* [Selection]:
Re: Same query with no plan change or volume but runs for hours vs minutes

From: Jonathan Lewis <jlewisoracle_at_gmail.com>
Date: Tue, 5 Dec 2023 14:22:07 +0000
Message-ID: <CAGtsp8nb9OODFQBmqWBsTbGtf2+LLM7sMHirmHJjwtMTUdHFiw_at_mail.gmail.com>



One suggestion - you don't want stats gathering on this partition any time around the period when it's deleting and reinserting. I suggest you keep the stats on the partition locked, and unlock them and regather them as the last step of the job that re-inserts the data.

Regards
Jonathan Lewis

On Tue, 5 Dec 2023 at 11:23, Lok P <loknath.73_at_gmail.com> wrote:

> Thank you so much.
>
> Need some guidance on the tracing part. Should we do something like below
> while the query is running long? And also for how much time period should
> we take the trace? . And I believe we need to wait for the next long
> execution to happen.
>
> alter system set events 'trace[ksq][SQL:XXXXX] ';
> alter system set events 'trace[ksq][SQL:XXXXX] off';
>
> Another thing as we discovered , the stats gathering happens from another
> node-2 during the same time and also runs longer for ~30minutes+ (vs
> ~10minutes in normal days) on the same partition multiple times on which
> the data load is happening from this node-1. So not sure if that can be the
> cause or effect of this INSERT query slowness?
>
> Basically one node is executing the delete + insert conventional
> statement at the same time another node is executing stats gathered on the
> same partition. Can this cause such an anomaly in flagging the L1 bitmaps
> for the index blocks or bumping up the "reject db - optimizer index blocks
> reject" stats and thus end up consuming a lot more CPU ?
>
>
>
> On Tue, Dec 5, 2023 at 3:34 PM Timur Akhmadeev <timur.akhmadeev_at_gmail.com>
> wrote:
>
>> https://gist.github.com/oraclelearner/6720861b373814614fe3b0669aee6901
>>
>> Thanks, I was thinking about possible statement restart due to undo
>> segment extension as there are such events and "transaction rollbacks"=1 in
>> the bad run (see
>> https://jonathanlewis.wordpress.com/2019/09/10/update-restarts/ for an
>> example) but it appears it is not the case, or it is just not reported by
>> SQL Monitor.
>>
>> You need to get stack traces as it will immediately point you in the
>> right direction.

* [Problems to solve]:
1) List every person who writes a message in the thread on the slow query.
2) Resume the thread on the slow query after its final sentence, adding what comes next.

* [Provided information]:
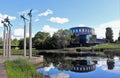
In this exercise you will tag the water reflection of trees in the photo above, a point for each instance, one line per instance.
(58, 61)
(110, 63)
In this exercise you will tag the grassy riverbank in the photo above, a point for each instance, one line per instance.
(21, 69)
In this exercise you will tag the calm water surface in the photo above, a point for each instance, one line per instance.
(104, 67)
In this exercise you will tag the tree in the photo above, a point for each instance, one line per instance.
(109, 35)
(51, 43)
(39, 39)
(15, 42)
(21, 43)
(64, 38)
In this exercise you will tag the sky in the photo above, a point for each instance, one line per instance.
(52, 15)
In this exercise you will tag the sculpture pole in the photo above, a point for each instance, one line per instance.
(8, 37)
(23, 17)
(4, 37)
(30, 33)
(9, 51)
(30, 40)
(7, 43)
(24, 39)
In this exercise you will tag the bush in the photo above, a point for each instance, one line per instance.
(21, 69)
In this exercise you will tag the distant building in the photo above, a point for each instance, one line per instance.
(86, 36)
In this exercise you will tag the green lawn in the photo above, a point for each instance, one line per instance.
(21, 69)
(20, 52)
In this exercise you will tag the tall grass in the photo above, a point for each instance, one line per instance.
(21, 69)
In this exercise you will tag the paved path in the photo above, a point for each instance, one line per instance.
(3, 73)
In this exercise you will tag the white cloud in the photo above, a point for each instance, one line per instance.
(37, 19)
(82, 25)
(26, 11)
(2, 16)
(46, 13)
(101, 29)
(19, 33)
(51, 30)
(59, 20)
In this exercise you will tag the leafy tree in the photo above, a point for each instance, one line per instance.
(109, 34)
(64, 37)
(51, 43)
(15, 42)
(21, 43)
(39, 39)
(92, 38)
(1, 41)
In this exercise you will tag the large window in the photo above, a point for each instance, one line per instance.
(76, 30)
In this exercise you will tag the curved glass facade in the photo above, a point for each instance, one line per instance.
(85, 34)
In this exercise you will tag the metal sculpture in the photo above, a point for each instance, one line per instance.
(24, 19)
(30, 33)
(7, 37)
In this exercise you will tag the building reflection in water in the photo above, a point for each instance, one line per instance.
(75, 65)
(83, 66)
(110, 63)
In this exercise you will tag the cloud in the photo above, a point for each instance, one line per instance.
(59, 20)
(82, 25)
(26, 11)
(2, 16)
(46, 13)
(101, 29)
(19, 33)
(51, 30)
(37, 19)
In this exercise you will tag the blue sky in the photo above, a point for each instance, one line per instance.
(51, 15)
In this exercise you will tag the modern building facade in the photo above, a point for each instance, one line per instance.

* [Answers given]:
1) Jonathan Lewis, Lok P, Timur Akhmadeev

2)
>>
>> On Tue, Dec 5, 2023 at 11:40 AM Lok P <loknath.73_at_gmail.com> wrote:
>>
>>> The sql monitor for the complete execution with DONE status of the bad
>>> run is as below.
>>>
>>> https://gist.github.com/oraclelearner/6720861b373814614fe3b0669aee6901
>>>
>>> One thing I was wrong about and just found that the same set of rows
>>> (almost ~30million) gets inserted as part of another process a day before
>>> into this same partition. And then as part of the current day's run , first
>>> there runs a delete query which deletes almost all the rows(~30million)
>>> from that partition and then this insert query runs and inserts all of the
>>> rows again with few additional rows (~32million). But again this pattern
>>> happens daily ,so unsure of the reason why it causes slowness on certain
>>> days only. Yet to investigate , if it's the correct business logic or we
>>> can avoid the delete somehow.
>>>
>>> And also as "Jonathan" pointed on the "gc current grant busy" stats, i
>>> do see stats gather was kicking on the same object from another nopde while
>>> this INSERT was executing and that stats gather finishes in ~10-15minutes.
>>> But hopefully that won't cause such an anomaly in flagging "L1 bitmaps" for
>>> the index blocks.
>>>
>>> Another thing i observed is, the value of the object_id and
>>> data_object_ids of table partition are all same but the for the PK index
>>> i.e dba_ind_partition is pointing to different object_id and
>>> data_object_ids in dba_objects. So I was thinking of any such structural
>>> change occurring on the index partition causing the insert to run longer.
>>> But I see similar differences between object_id and data_object_ids for all
>>> the index partitions, so that is not adding up to the theory. and also i
>>> didn't find any job or related query in the dba_hist_sqltext, which must be
>>> doing index rebuild/shrink/coalesce etc. Also did not find any such INSERT
>>> which must be happening at same time on the same object.
>>>
>>> On Thu, Nov 30, 2023 at 9:24 PM Timur Akhmadeev <
>>> timur.akhmadeev_at_gmail.com> wrote:
>>>
>>>> Hi,
>>>>
>>>> Since it is reproducible I suggest you take a few stacks of the
>>>> database process with oradebug short_stack and then check them at
>>>> orafun.info/stack
>>>> If you can't do short stacks then can you post SQL Monitor of the bad
>>>> run after it is fully completed and its status is DONE.
>>>>
>>>>
>>>>
>>>> On Mon, Nov 27, 2023 at 11:15 PM Lok P <loknath.73_at_gmail.com> wrote:
>>>>
>>>>> Hi All,
>>>>>
>>>>> The insert query normally runs for <15minutes somedays runs for
>>>>> ~6-7hrs with exactly the same plan and approx same volume. And all the
>>>>> resources seem to be spent on step "LOAD TABLE CONVENTIONAL" and its "ON
>>>>> CPU". Wondering where it's spending time during the long execution?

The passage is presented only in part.